Documento di partenza -
★ ★ ★ ★ ★ ★ ★
Tutto ciò che, nel tempo, abbiamo imparato a considerare un aspetto deteriore dell’Organizzazione Sanitaria, torna all’attenzione dei lettori come elemento qualificante.

Quasi a dire che sono le risorse in quanto tali a fare la differenza e a scavare un abisso fra Isernia e Reggio Emilia: non i dati epidemiologici, di sopravvivenza della popolazione ai principali tumori, quelli che misurano il livello di gradimento dei servizi da parte della popolazione, la capillarità dell’offerta, in rapporto all’equilibrio economico-finanziario, bensì la numerosità di posti letto e tecnologie a prescindere dal loro efficace, appropriato ed efficiente utilizzo, e dai i risultati che producono.

Infatti, la graduatoria di Italia Oggi prende in considerazione solamente indicatori strutturali di area ospedaliera e nulla considera dei servizi territoriali e di sanità pubblica riproponendo una visione “ospedalocentrica” obsoleta in controtendenza con gli indirizzi internazionali e nazionali che richiamano il contributo fondamentale delle cure primarie, della prevenzione, della continuità assistenziale ospedale-territorio e dell’integrazione socio-sanitaria.
★ ★ ★ ★ ★ ★ ★
Dati di lavoro -
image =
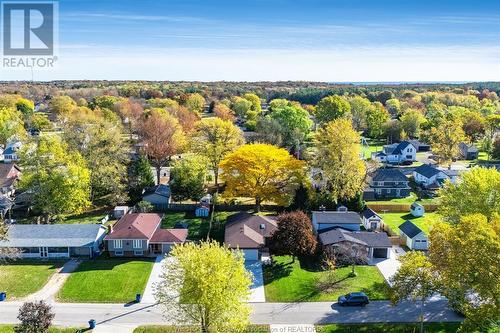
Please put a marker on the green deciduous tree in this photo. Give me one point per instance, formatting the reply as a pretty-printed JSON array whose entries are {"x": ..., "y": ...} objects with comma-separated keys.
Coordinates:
[
  {"x": 187, "y": 178},
  {"x": 414, "y": 280},
  {"x": 212, "y": 284},
  {"x": 445, "y": 140},
  {"x": 214, "y": 138},
  {"x": 294, "y": 236},
  {"x": 262, "y": 171},
  {"x": 376, "y": 117},
  {"x": 338, "y": 156},
  {"x": 102, "y": 145},
  {"x": 466, "y": 258},
  {"x": 478, "y": 191},
  {"x": 56, "y": 175},
  {"x": 331, "y": 108}
]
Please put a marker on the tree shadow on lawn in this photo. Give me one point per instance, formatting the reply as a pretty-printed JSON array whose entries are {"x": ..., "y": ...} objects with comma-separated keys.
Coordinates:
[{"x": 276, "y": 271}]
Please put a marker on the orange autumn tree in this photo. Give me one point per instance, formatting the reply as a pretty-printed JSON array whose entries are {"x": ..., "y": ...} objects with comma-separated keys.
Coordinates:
[{"x": 263, "y": 172}]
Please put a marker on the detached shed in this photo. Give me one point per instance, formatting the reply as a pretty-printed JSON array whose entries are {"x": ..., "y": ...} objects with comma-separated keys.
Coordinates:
[{"x": 414, "y": 237}]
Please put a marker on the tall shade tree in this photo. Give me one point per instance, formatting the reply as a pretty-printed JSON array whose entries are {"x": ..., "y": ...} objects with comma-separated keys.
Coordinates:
[
  {"x": 411, "y": 121},
  {"x": 414, "y": 280},
  {"x": 195, "y": 103},
  {"x": 445, "y": 140},
  {"x": 11, "y": 124},
  {"x": 466, "y": 258},
  {"x": 214, "y": 138},
  {"x": 360, "y": 107},
  {"x": 101, "y": 143},
  {"x": 56, "y": 175},
  {"x": 294, "y": 121},
  {"x": 163, "y": 138},
  {"x": 187, "y": 178},
  {"x": 376, "y": 117},
  {"x": 331, "y": 108},
  {"x": 262, "y": 171},
  {"x": 62, "y": 106},
  {"x": 338, "y": 156},
  {"x": 478, "y": 191},
  {"x": 294, "y": 235},
  {"x": 212, "y": 285}
]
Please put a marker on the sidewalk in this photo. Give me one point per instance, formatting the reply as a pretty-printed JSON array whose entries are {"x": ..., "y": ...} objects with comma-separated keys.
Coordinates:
[{"x": 49, "y": 291}]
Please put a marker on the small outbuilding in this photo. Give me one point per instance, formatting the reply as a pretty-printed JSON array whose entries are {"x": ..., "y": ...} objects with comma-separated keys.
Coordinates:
[
  {"x": 417, "y": 209},
  {"x": 414, "y": 237}
]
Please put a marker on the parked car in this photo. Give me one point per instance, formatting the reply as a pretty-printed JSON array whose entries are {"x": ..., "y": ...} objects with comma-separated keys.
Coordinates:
[{"x": 354, "y": 299}]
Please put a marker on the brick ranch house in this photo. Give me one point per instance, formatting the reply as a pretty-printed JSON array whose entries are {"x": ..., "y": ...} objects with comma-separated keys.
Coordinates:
[{"x": 141, "y": 235}]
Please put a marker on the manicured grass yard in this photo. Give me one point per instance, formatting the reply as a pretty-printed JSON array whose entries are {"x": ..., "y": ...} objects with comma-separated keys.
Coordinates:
[
  {"x": 408, "y": 200},
  {"x": 388, "y": 328},
  {"x": 192, "y": 329},
  {"x": 23, "y": 277},
  {"x": 285, "y": 281},
  {"x": 393, "y": 220},
  {"x": 198, "y": 227},
  {"x": 107, "y": 281},
  {"x": 10, "y": 329}
]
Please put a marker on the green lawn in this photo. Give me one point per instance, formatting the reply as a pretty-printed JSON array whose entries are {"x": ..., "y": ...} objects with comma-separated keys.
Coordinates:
[
  {"x": 285, "y": 281},
  {"x": 388, "y": 328},
  {"x": 393, "y": 220},
  {"x": 192, "y": 329},
  {"x": 10, "y": 329},
  {"x": 107, "y": 281},
  {"x": 198, "y": 227},
  {"x": 408, "y": 200},
  {"x": 24, "y": 277}
]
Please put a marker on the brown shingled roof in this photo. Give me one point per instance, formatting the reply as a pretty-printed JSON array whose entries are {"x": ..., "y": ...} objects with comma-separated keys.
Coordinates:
[
  {"x": 169, "y": 236},
  {"x": 136, "y": 226},
  {"x": 243, "y": 230}
]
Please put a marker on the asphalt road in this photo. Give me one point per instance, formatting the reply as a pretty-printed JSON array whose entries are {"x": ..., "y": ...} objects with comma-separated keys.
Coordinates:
[{"x": 68, "y": 314}]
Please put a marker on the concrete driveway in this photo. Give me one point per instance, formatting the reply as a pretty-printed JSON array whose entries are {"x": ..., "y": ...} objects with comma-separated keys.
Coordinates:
[
  {"x": 388, "y": 267},
  {"x": 154, "y": 278},
  {"x": 257, "y": 289}
]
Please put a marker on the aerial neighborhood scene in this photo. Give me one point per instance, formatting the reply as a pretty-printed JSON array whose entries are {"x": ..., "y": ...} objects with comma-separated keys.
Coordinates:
[{"x": 158, "y": 174}]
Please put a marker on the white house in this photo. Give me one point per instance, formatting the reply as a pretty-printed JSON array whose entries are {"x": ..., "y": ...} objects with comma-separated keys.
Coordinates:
[
  {"x": 417, "y": 209},
  {"x": 396, "y": 153},
  {"x": 371, "y": 220},
  {"x": 414, "y": 237},
  {"x": 429, "y": 176}
]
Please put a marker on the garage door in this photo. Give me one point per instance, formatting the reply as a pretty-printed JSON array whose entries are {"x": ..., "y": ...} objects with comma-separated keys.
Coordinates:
[
  {"x": 251, "y": 254},
  {"x": 380, "y": 253}
]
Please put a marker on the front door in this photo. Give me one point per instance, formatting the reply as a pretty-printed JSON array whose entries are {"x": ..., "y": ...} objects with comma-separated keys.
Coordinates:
[{"x": 44, "y": 252}]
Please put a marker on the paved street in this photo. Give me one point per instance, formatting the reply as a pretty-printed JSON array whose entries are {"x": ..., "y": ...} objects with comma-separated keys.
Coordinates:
[{"x": 263, "y": 313}]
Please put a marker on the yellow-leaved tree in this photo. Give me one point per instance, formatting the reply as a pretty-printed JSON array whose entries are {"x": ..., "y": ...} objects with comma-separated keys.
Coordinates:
[
  {"x": 262, "y": 171},
  {"x": 206, "y": 284}
]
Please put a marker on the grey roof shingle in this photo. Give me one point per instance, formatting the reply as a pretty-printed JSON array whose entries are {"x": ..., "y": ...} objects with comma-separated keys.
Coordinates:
[
  {"x": 410, "y": 229},
  {"x": 370, "y": 239},
  {"x": 389, "y": 175},
  {"x": 336, "y": 217},
  {"x": 427, "y": 170},
  {"x": 51, "y": 235}
]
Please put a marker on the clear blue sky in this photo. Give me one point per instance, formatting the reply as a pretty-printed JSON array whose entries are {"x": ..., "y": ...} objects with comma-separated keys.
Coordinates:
[{"x": 335, "y": 40}]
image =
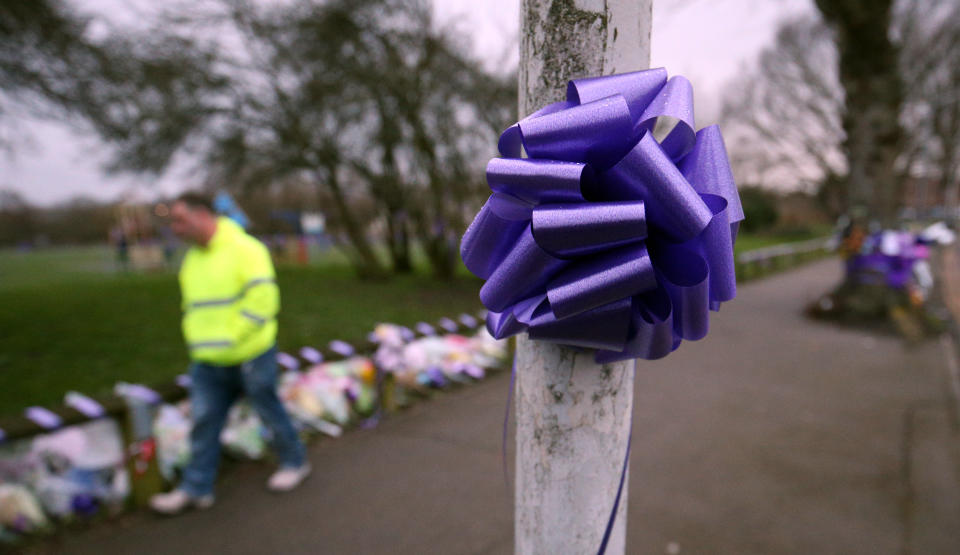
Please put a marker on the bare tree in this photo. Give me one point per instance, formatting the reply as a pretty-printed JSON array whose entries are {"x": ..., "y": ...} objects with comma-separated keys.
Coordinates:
[
  {"x": 783, "y": 117},
  {"x": 796, "y": 120}
]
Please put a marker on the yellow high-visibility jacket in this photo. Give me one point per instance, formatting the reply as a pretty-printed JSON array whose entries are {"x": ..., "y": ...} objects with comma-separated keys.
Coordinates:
[{"x": 230, "y": 297}]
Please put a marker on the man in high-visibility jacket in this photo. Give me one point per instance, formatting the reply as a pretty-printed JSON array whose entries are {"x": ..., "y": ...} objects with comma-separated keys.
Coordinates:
[{"x": 230, "y": 306}]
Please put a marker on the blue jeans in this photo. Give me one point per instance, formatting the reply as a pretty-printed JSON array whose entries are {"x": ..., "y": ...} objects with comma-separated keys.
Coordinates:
[{"x": 213, "y": 391}]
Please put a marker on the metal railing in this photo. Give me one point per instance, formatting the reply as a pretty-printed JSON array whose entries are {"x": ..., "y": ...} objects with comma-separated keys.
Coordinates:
[{"x": 762, "y": 261}]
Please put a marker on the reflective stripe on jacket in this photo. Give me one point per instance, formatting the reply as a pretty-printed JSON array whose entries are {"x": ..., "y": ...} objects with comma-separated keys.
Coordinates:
[{"x": 230, "y": 297}]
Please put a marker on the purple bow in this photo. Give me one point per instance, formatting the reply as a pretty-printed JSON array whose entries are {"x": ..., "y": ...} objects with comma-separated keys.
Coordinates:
[{"x": 604, "y": 237}]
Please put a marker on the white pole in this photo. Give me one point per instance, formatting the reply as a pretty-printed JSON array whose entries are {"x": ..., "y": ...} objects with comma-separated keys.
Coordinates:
[{"x": 573, "y": 415}]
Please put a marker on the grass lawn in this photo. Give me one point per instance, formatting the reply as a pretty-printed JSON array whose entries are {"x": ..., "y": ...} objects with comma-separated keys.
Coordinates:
[
  {"x": 751, "y": 241},
  {"x": 69, "y": 322}
]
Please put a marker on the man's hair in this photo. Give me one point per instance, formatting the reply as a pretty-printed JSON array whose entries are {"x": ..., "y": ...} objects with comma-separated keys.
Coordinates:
[{"x": 195, "y": 199}]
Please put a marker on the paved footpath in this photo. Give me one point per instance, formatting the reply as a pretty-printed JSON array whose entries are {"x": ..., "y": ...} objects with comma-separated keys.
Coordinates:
[{"x": 773, "y": 435}]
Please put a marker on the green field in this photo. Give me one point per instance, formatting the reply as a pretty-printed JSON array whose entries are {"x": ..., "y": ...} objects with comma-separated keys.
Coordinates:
[{"x": 70, "y": 320}]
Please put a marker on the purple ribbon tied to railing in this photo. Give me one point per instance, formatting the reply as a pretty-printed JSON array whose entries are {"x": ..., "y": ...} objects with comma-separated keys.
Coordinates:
[{"x": 605, "y": 237}]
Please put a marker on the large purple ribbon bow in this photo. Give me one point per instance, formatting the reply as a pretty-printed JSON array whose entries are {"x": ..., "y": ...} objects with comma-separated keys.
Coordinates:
[{"x": 604, "y": 237}]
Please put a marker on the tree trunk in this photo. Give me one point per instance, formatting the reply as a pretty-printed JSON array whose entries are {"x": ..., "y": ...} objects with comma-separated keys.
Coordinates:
[
  {"x": 366, "y": 262},
  {"x": 874, "y": 93}
]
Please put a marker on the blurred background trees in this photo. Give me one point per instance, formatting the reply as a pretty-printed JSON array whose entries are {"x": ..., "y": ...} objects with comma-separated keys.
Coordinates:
[
  {"x": 859, "y": 106},
  {"x": 372, "y": 113},
  {"x": 383, "y": 114}
]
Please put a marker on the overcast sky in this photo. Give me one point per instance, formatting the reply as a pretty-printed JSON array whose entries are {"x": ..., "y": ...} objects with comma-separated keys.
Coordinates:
[{"x": 707, "y": 41}]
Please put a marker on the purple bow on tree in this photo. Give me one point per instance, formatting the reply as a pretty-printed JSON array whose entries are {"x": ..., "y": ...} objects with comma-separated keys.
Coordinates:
[{"x": 603, "y": 237}]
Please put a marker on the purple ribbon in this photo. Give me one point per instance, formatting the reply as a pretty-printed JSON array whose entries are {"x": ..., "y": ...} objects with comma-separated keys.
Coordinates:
[
  {"x": 138, "y": 392},
  {"x": 468, "y": 321},
  {"x": 43, "y": 417},
  {"x": 84, "y": 405},
  {"x": 606, "y": 238},
  {"x": 311, "y": 355},
  {"x": 342, "y": 348}
]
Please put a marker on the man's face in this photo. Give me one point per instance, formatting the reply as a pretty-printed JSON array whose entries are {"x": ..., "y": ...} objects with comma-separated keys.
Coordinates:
[{"x": 187, "y": 223}]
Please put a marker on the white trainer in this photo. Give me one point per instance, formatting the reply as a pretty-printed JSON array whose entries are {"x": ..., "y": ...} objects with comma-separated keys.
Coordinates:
[
  {"x": 288, "y": 478},
  {"x": 177, "y": 501}
]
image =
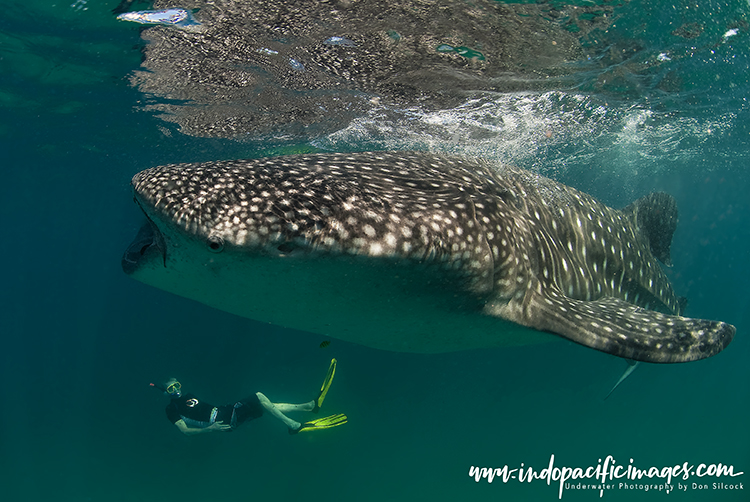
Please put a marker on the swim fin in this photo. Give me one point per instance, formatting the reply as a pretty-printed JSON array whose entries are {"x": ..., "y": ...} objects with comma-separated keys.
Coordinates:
[
  {"x": 326, "y": 385},
  {"x": 321, "y": 423}
]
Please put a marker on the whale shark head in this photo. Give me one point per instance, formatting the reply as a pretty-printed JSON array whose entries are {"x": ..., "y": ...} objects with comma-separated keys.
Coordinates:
[
  {"x": 375, "y": 251},
  {"x": 416, "y": 252}
]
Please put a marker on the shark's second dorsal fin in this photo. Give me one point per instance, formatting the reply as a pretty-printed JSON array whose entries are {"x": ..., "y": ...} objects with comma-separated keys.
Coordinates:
[{"x": 656, "y": 217}]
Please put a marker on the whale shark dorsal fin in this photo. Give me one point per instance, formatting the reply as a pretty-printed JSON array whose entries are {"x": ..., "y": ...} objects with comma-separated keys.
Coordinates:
[
  {"x": 656, "y": 218},
  {"x": 632, "y": 365},
  {"x": 617, "y": 327}
]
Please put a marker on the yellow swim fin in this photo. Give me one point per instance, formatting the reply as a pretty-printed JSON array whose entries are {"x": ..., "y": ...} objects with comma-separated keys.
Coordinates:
[
  {"x": 326, "y": 385},
  {"x": 321, "y": 423}
]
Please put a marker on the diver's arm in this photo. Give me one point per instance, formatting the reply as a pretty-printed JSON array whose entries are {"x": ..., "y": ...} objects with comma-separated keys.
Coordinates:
[{"x": 191, "y": 431}]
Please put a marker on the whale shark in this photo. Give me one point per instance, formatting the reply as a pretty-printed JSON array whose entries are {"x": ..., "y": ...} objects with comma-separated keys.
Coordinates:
[{"x": 417, "y": 252}]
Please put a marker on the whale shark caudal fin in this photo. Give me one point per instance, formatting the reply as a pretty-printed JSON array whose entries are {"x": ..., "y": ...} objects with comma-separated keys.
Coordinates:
[
  {"x": 656, "y": 218},
  {"x": 619, "y": 328}
]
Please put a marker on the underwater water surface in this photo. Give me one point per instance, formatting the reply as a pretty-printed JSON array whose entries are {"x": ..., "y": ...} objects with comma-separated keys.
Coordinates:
[{"x": 658, "y": 102}]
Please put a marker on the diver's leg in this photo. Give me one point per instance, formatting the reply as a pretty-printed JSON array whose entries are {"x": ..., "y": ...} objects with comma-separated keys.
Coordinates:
[
  {"x": 286, "y": 407},
  {"x": 274, "y": 410}
]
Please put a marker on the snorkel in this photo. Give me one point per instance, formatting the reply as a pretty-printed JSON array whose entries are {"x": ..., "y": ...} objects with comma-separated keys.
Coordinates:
[{"x": 172, "y": 389}]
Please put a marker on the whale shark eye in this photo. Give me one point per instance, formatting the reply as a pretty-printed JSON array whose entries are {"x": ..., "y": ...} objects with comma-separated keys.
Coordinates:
[{"x": 215, "y": 243}]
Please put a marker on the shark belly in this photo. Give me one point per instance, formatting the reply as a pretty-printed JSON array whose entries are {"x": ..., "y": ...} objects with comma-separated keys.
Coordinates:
[{"x": 402, "y": 307}]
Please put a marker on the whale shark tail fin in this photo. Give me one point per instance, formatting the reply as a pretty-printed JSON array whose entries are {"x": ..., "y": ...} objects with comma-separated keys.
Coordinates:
[{"x": 618, "y": 327}]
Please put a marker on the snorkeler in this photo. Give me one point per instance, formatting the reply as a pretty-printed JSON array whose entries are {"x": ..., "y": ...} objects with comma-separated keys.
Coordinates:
[{"x": 193, "y": 416}]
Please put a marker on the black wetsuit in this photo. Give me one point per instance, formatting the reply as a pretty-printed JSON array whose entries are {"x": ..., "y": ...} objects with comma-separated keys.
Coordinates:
[{"x": 199, "y": 414}]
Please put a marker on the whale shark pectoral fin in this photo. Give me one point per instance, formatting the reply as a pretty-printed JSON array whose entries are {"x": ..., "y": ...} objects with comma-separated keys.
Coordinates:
[{"x": 620, "y": 328}]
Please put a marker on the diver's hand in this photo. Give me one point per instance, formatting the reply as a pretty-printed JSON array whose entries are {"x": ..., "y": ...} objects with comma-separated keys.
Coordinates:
[{"x": 219, "y": 426}]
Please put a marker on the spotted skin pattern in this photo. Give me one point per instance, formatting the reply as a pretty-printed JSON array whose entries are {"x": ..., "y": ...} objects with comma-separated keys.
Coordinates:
[{"x": 529, "y": 250}]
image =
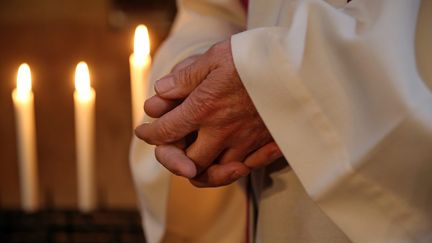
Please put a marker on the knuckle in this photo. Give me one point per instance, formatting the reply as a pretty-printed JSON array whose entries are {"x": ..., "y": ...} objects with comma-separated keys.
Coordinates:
[
  {"x": 185, "y": 77},
  {"x": 166, "y": 133}
]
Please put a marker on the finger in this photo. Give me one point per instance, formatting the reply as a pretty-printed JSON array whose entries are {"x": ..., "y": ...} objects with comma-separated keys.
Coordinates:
[
  {"x": 233, "y": 154},
  {"x": 186, "y": 62},
  {"x": 205, "y": 149},
  {"x": 156, "y": 106},
  {"x": 181, "y": 83},
  {"x": 263, "y": 156},
  {"x": 175, "y": 160},
  {"x": 171, "y": 127},
  {"x": 221, "y": 175}
]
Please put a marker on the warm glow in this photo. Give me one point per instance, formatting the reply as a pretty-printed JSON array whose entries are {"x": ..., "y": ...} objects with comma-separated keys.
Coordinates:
[
  {"x": 141, "y": 44},
  {"x": 82, "y": 80},
  {"x": 24, "y": 81}
]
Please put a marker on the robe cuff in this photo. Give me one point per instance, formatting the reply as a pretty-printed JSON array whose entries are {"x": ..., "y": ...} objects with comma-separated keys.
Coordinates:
[{"x": 303, "y": 132}]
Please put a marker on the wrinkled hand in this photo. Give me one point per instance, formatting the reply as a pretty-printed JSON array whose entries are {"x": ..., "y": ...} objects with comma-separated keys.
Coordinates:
[{"x": 215, "y": 104}]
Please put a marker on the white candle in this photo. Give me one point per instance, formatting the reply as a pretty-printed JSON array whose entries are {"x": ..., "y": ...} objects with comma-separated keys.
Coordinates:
[
  {"x": 139, "y": 62},
  {"x": 22, "y": 98},
  {"x": 84, "y": 99}
]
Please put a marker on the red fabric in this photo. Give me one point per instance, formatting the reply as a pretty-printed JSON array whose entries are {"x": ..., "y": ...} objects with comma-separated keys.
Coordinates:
[{"x": 245, "y": 4}]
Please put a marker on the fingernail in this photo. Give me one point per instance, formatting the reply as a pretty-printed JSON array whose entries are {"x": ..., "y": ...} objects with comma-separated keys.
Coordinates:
[
  {"x": 164, "y": 85},
  {"x": 237, "y": 175},
  {"x": 276, "y": 153}
]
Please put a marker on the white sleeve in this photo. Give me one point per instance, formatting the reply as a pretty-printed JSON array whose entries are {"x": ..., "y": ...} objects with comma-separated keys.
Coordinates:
[
  {"x": 342, "y": 94},
  {"x": 198, "y": 25}
]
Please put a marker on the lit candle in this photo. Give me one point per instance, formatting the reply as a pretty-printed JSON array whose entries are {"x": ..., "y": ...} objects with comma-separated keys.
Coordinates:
[
  {"x": 84, "y": 99},
  {"x": 22, "y": 98},
  {"x": 139, "y": 62}
]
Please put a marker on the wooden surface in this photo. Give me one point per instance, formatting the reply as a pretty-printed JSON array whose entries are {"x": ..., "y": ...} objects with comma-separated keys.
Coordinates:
[{"x": 52, "y": 37}]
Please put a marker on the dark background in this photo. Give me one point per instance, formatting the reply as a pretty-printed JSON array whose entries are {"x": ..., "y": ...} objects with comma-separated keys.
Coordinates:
[{"x": 52, "y": 37}]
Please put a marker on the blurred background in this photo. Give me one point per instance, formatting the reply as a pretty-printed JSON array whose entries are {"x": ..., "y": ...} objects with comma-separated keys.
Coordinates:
[{"x": 52, "y": 37}]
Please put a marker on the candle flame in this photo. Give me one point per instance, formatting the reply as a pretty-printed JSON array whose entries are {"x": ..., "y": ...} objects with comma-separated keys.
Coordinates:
[
  {"x": 82, "y": 80},
  {"x": 141, "y": 44},
  {"x": 24, "y": 80}
]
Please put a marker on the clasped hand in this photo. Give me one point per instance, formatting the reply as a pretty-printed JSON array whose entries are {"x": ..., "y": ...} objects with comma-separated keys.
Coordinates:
[{"x": 208, "y": 129}]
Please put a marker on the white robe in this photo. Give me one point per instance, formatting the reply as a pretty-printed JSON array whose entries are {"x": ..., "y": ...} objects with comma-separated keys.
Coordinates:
[{"x": 345, "y": 90}]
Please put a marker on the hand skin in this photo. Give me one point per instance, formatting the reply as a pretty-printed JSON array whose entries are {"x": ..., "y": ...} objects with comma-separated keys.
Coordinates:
[{"x": 204, "y": 95}]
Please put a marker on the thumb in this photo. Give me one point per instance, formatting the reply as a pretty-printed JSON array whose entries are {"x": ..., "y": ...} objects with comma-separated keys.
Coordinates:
[{"x": 182, "y": 82}]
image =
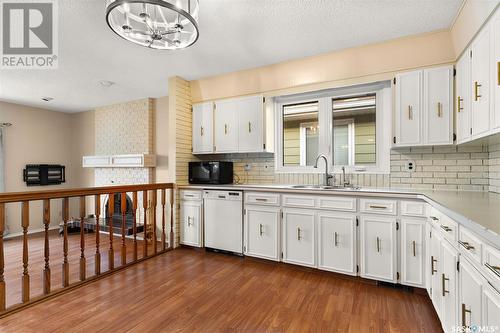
★ ★ ★ ★ ★ ★ ★
Consegna - Per favore, riscrivi il documento di partenza da "Tutto ciò che, nel" fino a "risultati che producono." compreso, sostituendo "abisso" con "divario".

Risultato -
Tutto ciò che, nel tempo, abbiamo imparato a considerare un aspetto deteriore dell’Organizzazione Sanitaria, torna all’attenzione dei lettori come elemento qualificante.

Quasi a dire che sono le risorse in quanto tali a fare la differenza e a scavare un divario fra Isernia e Reggio Emilia: non i dati epidemiologici, di sopravvivenza della popolazione ai principali tumori, quelli che misurano il livello di gradimento dei servizi da parte della popolazione, la capillarità dell’offerta, in rapporto all’equilibrio economico-finanziario, bensì la numerosità di posti letto e tecnologie a prescindere dal loro efficace, appropriato ed efficiente utilizzo, e dai i risultati che producono.